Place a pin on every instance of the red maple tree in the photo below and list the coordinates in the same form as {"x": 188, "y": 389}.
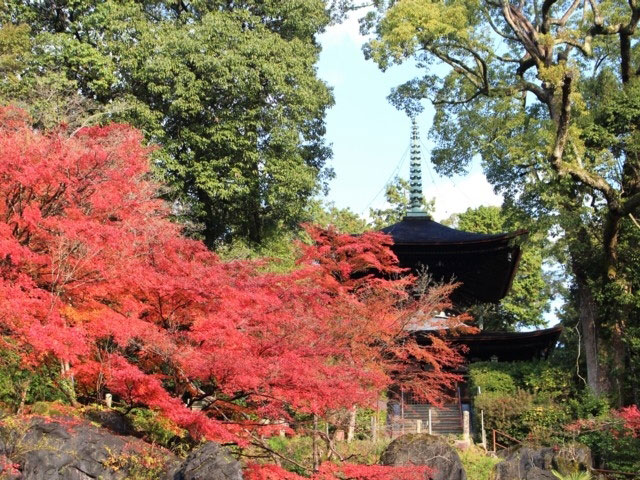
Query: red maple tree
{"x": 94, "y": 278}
...
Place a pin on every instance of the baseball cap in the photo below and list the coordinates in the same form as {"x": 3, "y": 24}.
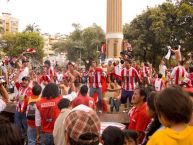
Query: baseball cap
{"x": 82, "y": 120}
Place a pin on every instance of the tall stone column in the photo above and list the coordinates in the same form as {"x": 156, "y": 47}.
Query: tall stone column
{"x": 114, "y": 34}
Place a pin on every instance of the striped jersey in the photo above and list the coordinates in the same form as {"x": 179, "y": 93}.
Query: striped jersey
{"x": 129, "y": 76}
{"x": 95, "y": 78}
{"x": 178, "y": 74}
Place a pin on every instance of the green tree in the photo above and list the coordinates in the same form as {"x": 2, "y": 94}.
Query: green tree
* * *
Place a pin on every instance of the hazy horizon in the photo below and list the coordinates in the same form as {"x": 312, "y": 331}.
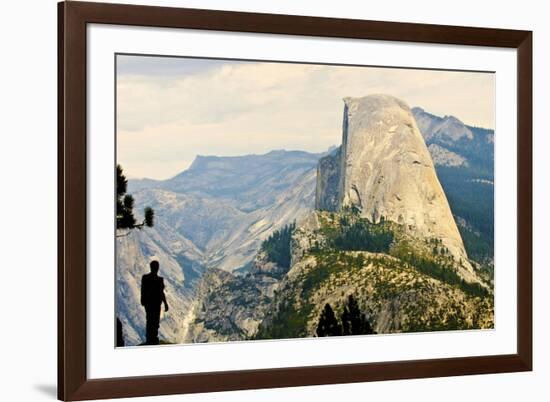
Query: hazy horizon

To do >>
From the listing above, work out the number of lines that contain "instance" and give only that.

Output of the task >>
6